» **Dati forniti**:
○ ○ ○ ○ ○
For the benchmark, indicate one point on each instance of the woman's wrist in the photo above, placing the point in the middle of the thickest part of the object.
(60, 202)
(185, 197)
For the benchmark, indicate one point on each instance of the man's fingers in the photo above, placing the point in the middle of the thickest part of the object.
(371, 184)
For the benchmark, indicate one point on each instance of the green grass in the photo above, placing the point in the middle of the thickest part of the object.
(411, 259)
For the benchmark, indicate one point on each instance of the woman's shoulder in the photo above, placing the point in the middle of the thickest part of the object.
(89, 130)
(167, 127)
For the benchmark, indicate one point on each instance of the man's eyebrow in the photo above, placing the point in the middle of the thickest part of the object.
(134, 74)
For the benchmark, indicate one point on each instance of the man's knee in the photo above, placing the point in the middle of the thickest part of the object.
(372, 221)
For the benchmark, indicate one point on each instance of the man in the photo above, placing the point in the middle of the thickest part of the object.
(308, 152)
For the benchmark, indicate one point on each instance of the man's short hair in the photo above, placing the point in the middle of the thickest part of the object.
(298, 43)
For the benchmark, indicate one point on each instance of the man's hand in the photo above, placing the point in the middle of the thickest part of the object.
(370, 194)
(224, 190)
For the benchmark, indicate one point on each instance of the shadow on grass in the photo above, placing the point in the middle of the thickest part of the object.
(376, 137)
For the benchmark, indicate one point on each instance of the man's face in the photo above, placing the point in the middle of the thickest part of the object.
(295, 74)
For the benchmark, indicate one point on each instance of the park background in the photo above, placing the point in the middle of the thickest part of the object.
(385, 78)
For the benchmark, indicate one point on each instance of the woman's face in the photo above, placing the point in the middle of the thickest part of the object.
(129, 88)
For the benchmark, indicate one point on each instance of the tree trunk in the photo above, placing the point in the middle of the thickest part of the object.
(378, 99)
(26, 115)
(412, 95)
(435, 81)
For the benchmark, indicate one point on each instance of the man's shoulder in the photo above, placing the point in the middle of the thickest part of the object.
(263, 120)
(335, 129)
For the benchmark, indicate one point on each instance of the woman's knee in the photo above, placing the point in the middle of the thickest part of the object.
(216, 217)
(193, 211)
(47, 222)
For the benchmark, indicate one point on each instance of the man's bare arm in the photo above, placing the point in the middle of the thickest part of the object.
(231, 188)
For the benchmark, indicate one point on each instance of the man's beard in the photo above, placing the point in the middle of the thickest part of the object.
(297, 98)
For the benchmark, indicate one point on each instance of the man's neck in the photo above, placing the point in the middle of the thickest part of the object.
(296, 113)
○ ○ ○ ○ ○
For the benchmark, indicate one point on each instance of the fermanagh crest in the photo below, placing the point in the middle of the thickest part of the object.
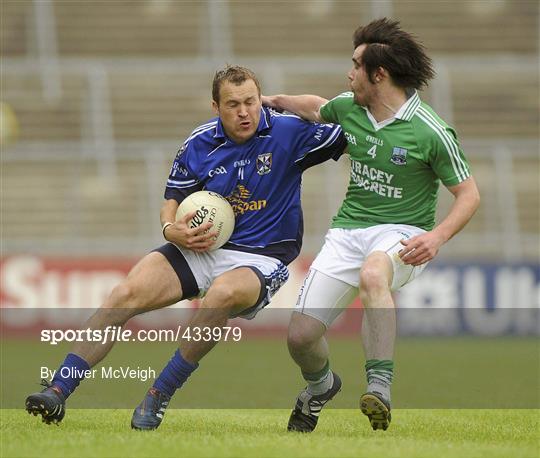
○ ○ ○ ○ ○
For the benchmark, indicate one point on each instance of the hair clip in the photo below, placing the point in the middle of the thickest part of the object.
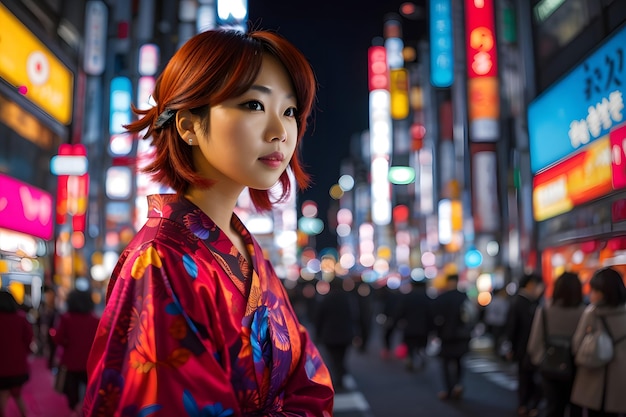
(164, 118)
○ ○ ○ ○ ○
» **Descrizione del compito**: Indica quante righe qui sopra contengono la parola "face". Scrivi soltanto il numero.

» **Risposta finale**: 2